Work task
Extract the lines below without any change, beginning at the line that contains "</instance>" and continuing through the last line of the records.

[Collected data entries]
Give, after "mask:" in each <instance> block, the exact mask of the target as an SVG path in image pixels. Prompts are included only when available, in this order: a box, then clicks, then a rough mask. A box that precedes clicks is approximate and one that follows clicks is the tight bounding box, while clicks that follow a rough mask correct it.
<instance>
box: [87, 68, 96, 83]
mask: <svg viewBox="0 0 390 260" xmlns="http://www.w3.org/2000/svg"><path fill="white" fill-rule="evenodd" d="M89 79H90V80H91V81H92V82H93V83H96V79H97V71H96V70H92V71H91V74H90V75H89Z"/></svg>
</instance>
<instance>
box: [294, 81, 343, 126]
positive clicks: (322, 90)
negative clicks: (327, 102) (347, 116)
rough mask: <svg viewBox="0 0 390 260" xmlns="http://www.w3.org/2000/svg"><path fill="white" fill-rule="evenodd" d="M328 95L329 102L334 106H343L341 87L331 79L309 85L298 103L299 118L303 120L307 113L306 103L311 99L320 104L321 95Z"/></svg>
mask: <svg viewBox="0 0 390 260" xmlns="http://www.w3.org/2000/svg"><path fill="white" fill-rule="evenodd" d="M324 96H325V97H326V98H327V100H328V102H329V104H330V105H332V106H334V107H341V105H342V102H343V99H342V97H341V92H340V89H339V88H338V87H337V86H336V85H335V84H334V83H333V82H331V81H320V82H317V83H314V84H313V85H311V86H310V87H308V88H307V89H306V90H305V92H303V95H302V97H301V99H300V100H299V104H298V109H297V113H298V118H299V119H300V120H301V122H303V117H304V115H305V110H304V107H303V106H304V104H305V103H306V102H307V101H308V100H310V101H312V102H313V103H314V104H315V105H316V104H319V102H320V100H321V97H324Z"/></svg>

Response
</instance>
<instance>
box: [294, 81, 343, 126]
positive clicks: (322, 90)
negative clicks: (327, 102) (347, 116)
rough mask: <svg viewBox="0 0 390 260" xmlns="http://www.w3.org/2000/svg"><path fill="white" fill-rule="evenodd" d="M328 95L329 102L334 106H343L341 87L331 79L309 85L298 103L299 118L303 120L307 113L306 103L311 99L320 104L321 95Z"/></svg>
mask: <svg viewBox="0 0 390 260" xmlns="http://www.w3.org/2000/svg"><path fill="white" fill-rule="evenodd" d="M324 96H325V97H326V98H327V100H328V102H329V104H330V105H332V106H334V107H341V105H342V102H343V99H342V97H341V92H340V89H339V88H338V87H337V86H336V85H335V84H334V83H333V82H331V81H320V82H317V83H314V84H313V85H311V86H310V87H308V88H307V89H306V90H305V92H303V95H302V97H301V99H300V100H299V104H298V109H297V113H298V118H299V119H300V120H301V122H303V117H304V115H305V110H304V107H303V106H304V104H305V103H306V102H307V101H308V100H310V101H312V102H313V103H314V104H315V105H316V104H319V102H320V100H321V97H324Z"/></svg>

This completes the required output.